Entries:
----------------
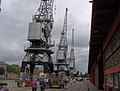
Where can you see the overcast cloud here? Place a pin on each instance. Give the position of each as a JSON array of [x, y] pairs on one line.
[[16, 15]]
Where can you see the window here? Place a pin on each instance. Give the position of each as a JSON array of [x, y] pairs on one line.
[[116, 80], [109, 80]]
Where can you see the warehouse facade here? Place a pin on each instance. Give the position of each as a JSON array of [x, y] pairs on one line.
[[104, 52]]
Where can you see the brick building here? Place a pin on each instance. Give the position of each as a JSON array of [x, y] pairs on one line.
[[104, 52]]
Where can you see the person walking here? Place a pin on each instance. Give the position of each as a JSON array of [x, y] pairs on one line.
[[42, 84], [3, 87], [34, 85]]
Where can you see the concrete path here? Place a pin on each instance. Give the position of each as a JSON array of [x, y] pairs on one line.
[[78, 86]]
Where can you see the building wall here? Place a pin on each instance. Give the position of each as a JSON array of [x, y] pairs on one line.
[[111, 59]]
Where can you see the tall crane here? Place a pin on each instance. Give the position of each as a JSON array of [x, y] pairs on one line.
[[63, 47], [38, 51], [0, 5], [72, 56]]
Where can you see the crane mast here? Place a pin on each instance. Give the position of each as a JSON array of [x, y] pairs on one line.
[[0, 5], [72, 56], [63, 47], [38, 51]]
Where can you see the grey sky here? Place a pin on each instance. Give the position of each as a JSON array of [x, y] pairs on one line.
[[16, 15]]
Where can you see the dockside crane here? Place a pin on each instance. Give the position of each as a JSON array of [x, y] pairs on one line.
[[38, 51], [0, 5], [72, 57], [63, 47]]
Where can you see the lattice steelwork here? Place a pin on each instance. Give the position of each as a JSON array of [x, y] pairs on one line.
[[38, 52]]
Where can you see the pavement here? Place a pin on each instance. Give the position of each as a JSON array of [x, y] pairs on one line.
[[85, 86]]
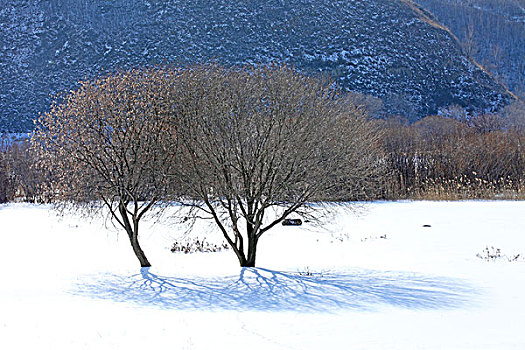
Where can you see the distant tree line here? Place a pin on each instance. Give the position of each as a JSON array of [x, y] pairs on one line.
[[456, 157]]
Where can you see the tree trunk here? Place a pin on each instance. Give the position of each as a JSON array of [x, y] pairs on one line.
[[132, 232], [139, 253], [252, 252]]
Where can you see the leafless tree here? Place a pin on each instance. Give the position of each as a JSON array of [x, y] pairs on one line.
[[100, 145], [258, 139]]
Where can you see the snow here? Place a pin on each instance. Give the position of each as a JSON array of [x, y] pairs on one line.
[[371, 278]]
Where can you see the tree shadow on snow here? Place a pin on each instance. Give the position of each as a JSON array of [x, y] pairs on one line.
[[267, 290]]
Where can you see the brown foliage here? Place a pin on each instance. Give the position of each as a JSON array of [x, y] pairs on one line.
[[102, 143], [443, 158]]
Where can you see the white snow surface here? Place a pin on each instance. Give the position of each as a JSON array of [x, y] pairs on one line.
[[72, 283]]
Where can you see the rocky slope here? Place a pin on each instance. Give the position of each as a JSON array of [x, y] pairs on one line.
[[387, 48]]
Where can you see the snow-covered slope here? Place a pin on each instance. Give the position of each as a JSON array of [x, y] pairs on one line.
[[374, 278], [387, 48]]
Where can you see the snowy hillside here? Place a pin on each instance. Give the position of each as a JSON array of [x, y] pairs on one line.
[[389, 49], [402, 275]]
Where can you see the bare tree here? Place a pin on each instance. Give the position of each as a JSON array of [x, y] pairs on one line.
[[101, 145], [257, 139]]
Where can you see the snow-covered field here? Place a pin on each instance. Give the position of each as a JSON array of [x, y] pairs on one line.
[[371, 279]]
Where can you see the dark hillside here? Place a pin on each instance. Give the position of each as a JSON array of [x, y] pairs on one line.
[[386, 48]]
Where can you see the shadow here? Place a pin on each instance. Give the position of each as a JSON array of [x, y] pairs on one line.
----------------
Required work: Copy the records from the line containing "Where can you see the distant" through the line containing "[[374, 278], [387, 48]]", including both of those lines, without changing a single character.

Complete output:
Where can you see the distant tree line here? Place a pin on each instance. Give the position of each as a JSON array of [x, y] pairs on one line.
[[456, 157]]
Where can you see the tree trunk here? Place a pin on each instance. Give the position of each as a JSON array of [x, y] pairs on one line.
[[132, 232], [139, 253], [252, 252]]
Where can you see the leafless tree here? Place a pin on each instance. Give the position of each as a JSON array of [x, y] pairs on one line.
[[100, 145], [258, 139]]
Where can you see the snow here? Place a pin on each instance. Give the position of each as a JSON array of [x, y] pairs on one line.
[[371, 278]]
Where can you see the tree shadow on snow here? Place a pin on each instance. Give the position of each as a JSON array of [x, y] pairs on one line.
[[267, 290]]
Where can you see the brown foliage here? Place a pin on each instance. Give the position of each as a JSON array of [x, y] pairs on one line.
[[102, 143], [443, 158]]
Where can you see the white snow surface here? Place a pin on each instance. Give the position of each as a JSON array of [x, y] pairs on one line.
[[72, 283]]
Where can you see the rocky slope here? Place a pin on each instance. Give the position of each as a JSON array of [x, y] pairs on one line.
[[387, 48]]
Where can you see the snow-covered slope here? Place a pin on each instance. Give the position of each as a JSON array of [x, y] pairs on one line.
[[374, 278], [387, 48]]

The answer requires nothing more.